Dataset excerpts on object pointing
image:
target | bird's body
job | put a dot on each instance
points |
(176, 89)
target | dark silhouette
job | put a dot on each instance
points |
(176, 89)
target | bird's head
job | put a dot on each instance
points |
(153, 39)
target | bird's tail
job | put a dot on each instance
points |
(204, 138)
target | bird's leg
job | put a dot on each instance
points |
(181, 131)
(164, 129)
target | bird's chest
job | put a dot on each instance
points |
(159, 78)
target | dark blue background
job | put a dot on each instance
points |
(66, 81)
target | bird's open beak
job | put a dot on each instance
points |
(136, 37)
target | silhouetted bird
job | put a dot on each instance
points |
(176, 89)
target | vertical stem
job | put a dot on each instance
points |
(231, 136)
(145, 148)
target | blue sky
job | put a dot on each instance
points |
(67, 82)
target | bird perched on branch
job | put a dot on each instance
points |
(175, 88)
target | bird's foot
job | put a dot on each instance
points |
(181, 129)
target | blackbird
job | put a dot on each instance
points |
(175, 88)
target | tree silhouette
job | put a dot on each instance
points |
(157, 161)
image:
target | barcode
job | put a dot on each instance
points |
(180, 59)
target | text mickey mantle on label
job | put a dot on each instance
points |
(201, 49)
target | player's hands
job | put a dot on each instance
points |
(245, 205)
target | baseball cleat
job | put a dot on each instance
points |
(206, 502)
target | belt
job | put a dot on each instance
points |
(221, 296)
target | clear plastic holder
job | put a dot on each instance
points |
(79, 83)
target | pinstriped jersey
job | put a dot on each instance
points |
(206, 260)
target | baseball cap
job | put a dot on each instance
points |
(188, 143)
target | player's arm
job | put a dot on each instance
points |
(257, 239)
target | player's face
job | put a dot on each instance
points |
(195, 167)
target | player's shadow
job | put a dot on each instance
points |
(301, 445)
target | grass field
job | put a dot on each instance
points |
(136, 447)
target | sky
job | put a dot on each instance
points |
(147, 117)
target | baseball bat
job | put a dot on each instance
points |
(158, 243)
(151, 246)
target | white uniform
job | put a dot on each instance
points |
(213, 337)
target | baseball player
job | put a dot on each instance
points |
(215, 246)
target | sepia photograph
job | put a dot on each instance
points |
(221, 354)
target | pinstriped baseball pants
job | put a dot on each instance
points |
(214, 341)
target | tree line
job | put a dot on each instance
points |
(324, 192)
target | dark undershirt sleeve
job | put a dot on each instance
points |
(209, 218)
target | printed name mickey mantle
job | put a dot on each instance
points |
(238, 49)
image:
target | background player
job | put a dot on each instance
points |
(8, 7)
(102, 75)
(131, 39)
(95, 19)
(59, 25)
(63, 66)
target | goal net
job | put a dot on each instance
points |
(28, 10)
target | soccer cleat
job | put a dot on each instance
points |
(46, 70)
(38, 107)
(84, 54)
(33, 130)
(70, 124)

▶ **Prompt**
Each line of the listing above should be output exactly.

▶ **Result**
image:
target | bird's body
job | put a dot on each instance
points |
(176, 89)
target | dark silhouette
job | put a dot on each instance
points |
(176, 89)
target | bird's head
job | put a dot on each instance
points |
(153, 39)
target | bird's tail
job | put a dot on each instance
points |
(204, 138)
target | bird's leg
job | put a dot on each instance
points |
(181, 131)
(164, 129)
target | bird's chest
job | put a dot on each instance
points |
(159, 78)
target | dark blue background
job | put a dot on each instance
points |
(66, 81)
target | bird's open beak
job | put a dot on each instance
points |
(136, 37)
target | silhouetted bird
job | put a dot on each instance
points |
(176, 89)
target | vertical stem
job | put a dot on each instance
points |
(231, 136)
(145, 148)
target | blue sky
job | put a dot on each instance
points |
(67, 82)
target | bird perched on branch
job | put a dot on each instance
points |
(175, 88)
target | bird's foot
job | put a dot on each instance
points |
(181, 129)
target | blackbird
job | put a dot on each instance
points |
(175, 88)
target | tree silhouette
job | put a dot on each instance
points |
(157, 161)
image:
target | barcode
job | put a dot on each instance
points |
(180, 59)
target | text mickey mantle on label
job | put a dot on each instance
points |
(201, 49)
target | player's hands
job | put a dot on each instance
points |
(245, 205)
target | baseball cleat
job | put a dot on each instance
points |
(206, 502)
target | belt
job | put a dot on each instance
points |
(221, 296)
target | clear plastic holder
job | put a dot on each instance
points |
(79, 83)
target | pinstriped jersey
job | put a dot on each instance
points |
(206, 260)
target | baseball cap
job | put a dot on each instance
points |
(188, 143)
target | player's arm
job | put a dot on each instance
points |
(257, 239)
target | player's face
job | put a dot on each instance
points |
(195, 167)
target | player's shadow
job | put a dot on each instance
points |
(301, 445)
target | grass field
job | put a dot on each instance
points |
(136, 447)
target | sky
job | put a dot on each instance
points |
(147, 117)
target | baseball bat
job | put a dot on each instance
points |
(158, 243)
(151, 246)
target | white uniform
job | put a dot on each instance
points |
(213, 337)
target | baseball player
job | put a dot on each instance
points |
(215, 246)
target | sepia photograph
job | put a dot on each instance
points |
(221, 354)
target | pinstriped baseball pants
job | put a dot on each instance
points |
(214, 341)
target | tree line
job | put a dot on each instance
points |
(324, 192)
target | dark undershirt sleeve
job | put a dot on each instance
points |
(209, 218)
target | printed name mickey mantle
job | put a dot on each instance
points |
(238, 49)
image:
target | background player
job | put a dot on each instance
points |
(8, 7)
(102, 75)
(131, 39)
(95, 19)
(59, 25)
(63, 66)
target | goal net
job | put a dot on each instance
points |
(28, 10)
target | soccer cleat
job | put a dot on each instance
points |
(46, 70)
(38, 107)
(84, 54)
(33, 130)
(70, 124)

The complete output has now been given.